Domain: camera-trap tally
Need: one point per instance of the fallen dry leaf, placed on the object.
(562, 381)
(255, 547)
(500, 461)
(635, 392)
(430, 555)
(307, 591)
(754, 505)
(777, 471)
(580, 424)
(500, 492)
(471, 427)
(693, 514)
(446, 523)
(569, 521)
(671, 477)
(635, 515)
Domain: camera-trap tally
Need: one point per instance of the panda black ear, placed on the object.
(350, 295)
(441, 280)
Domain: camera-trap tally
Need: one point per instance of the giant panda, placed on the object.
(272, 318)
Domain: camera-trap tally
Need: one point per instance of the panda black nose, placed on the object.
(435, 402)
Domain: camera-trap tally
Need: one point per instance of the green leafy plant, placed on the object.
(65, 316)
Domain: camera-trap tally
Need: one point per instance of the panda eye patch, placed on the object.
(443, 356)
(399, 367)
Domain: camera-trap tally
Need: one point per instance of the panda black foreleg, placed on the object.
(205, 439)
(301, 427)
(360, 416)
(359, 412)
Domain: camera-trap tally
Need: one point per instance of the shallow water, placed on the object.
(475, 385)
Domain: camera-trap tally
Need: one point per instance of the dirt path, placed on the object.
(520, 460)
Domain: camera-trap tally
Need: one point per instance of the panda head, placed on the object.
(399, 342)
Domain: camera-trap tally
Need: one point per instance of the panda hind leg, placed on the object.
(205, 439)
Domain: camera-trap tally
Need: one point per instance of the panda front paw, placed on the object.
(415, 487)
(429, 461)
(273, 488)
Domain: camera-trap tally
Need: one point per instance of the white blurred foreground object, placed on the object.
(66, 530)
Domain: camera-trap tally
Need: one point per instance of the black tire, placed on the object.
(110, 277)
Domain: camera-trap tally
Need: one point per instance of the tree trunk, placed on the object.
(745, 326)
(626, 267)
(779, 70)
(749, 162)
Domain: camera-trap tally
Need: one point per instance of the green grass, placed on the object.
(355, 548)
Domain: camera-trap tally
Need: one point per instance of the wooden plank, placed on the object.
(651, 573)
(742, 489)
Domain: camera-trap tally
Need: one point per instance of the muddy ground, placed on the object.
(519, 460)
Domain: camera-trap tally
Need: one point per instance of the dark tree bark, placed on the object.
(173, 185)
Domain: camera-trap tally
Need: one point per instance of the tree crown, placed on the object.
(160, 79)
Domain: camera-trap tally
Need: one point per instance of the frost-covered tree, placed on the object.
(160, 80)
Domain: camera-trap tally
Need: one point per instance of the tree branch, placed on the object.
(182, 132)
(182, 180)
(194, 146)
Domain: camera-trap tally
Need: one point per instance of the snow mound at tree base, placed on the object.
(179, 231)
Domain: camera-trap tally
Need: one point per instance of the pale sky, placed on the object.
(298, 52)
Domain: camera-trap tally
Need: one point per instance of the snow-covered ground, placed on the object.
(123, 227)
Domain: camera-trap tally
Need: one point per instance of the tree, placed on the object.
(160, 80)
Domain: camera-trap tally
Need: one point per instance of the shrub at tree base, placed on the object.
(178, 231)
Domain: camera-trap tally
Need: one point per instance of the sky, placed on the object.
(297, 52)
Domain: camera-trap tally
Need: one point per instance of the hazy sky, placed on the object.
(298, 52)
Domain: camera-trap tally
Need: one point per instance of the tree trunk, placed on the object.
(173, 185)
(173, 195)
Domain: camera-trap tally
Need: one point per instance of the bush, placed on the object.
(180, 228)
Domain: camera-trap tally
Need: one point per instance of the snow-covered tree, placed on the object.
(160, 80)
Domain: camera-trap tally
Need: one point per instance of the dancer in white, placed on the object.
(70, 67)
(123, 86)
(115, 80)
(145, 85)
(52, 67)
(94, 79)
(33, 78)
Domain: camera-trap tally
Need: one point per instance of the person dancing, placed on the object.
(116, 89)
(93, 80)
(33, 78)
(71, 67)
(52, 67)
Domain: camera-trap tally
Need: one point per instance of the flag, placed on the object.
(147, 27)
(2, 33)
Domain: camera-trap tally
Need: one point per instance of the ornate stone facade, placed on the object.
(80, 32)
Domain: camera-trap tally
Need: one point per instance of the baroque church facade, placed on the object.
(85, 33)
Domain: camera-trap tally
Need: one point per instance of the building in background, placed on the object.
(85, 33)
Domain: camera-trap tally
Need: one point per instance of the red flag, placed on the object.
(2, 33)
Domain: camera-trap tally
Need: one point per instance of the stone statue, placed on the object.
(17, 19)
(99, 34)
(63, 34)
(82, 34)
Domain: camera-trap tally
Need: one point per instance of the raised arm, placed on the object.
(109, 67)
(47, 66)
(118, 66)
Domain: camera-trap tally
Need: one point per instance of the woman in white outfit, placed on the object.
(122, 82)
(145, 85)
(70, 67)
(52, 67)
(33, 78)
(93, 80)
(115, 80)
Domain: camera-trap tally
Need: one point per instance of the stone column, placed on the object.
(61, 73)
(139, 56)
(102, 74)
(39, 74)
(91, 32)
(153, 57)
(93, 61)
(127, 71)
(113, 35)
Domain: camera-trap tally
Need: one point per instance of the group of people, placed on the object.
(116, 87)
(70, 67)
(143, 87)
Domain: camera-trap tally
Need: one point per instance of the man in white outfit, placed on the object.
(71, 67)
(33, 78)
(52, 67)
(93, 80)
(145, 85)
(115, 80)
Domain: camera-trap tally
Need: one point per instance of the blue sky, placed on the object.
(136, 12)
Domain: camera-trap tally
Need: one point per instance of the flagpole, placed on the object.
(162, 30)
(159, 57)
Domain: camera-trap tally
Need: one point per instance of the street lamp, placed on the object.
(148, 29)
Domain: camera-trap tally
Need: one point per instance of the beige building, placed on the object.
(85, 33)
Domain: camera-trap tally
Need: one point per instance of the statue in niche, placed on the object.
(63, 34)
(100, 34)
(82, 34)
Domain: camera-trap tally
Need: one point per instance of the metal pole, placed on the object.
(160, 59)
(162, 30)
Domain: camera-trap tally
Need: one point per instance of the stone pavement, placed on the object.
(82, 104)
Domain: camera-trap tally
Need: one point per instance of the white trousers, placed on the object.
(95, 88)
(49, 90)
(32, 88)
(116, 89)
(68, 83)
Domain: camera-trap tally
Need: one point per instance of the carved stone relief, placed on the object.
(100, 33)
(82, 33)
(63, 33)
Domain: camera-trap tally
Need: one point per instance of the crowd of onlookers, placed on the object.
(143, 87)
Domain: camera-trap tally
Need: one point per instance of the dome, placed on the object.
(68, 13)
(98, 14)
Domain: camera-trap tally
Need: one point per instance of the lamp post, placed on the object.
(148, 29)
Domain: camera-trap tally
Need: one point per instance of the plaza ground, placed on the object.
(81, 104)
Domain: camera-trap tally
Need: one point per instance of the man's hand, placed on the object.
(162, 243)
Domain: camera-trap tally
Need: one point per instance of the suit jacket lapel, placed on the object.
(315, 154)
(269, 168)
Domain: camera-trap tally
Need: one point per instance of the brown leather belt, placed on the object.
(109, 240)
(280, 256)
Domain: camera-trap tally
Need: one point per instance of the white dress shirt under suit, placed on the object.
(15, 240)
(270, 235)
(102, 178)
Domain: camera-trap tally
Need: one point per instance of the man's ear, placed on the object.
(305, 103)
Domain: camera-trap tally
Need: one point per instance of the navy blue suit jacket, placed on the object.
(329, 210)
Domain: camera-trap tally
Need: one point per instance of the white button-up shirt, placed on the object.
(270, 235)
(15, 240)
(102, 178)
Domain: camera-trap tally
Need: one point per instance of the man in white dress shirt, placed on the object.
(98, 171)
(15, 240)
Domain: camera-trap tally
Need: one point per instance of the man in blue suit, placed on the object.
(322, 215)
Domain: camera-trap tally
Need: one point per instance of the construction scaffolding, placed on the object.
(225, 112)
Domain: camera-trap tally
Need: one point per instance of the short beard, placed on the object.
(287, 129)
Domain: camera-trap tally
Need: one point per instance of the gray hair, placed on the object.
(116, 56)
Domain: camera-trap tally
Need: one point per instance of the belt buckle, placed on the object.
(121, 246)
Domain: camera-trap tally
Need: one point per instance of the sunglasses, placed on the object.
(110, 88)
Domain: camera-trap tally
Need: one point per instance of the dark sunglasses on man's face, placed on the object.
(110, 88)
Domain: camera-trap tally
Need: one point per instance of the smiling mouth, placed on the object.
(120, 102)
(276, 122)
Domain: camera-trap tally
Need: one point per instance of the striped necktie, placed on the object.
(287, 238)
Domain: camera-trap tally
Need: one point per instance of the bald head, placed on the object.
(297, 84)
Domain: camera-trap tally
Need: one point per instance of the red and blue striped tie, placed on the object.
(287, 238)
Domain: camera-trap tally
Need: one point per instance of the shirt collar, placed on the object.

------------

* ACTIVITY
Print nothing but the lines from the line with "Need: one point per instance of the short" to the last line of the records above. Both of those lines count.

* SOLUTION TO THIS PROBLEM
Need: one point per instance of the short beard, placed on the object.
(287, 129)
Domain: camera-trap tally
Need: one point per instance of the gray hair, placed on the object.
(116, 56)
Domain: camera-trap tally
Need: one point per instance of the belt buckle, placed on the object.
(121, 246)
Domain: camera-trap tally
Need: one point per instance of the sunglasses, placed on the object.
(110, 88)
Domain: camera-trap tally
Need: one point per instance of the dark sunglasses on man's face, placed on the object.
(110, 88)
Domain: camera-trap tally
Need: one point per instance of the smiling mouth, placed on the object.
(120, 102)
(276, 122)
Domain: camera-trap tally
Need: one point per instance of the striped necktie, placed on the object.
(287, 238)
Domain: camera-trap tally
Need: one point per instance of the bald head, placed on the object.
(297, 84)
Domain: camera-trap tally
Need: one point per instance of the red and blue striped tie, placed on the object.
(287, 238)
Domain: camera-trap tally
Need: one point per instance of the shirt collar, placed on the object.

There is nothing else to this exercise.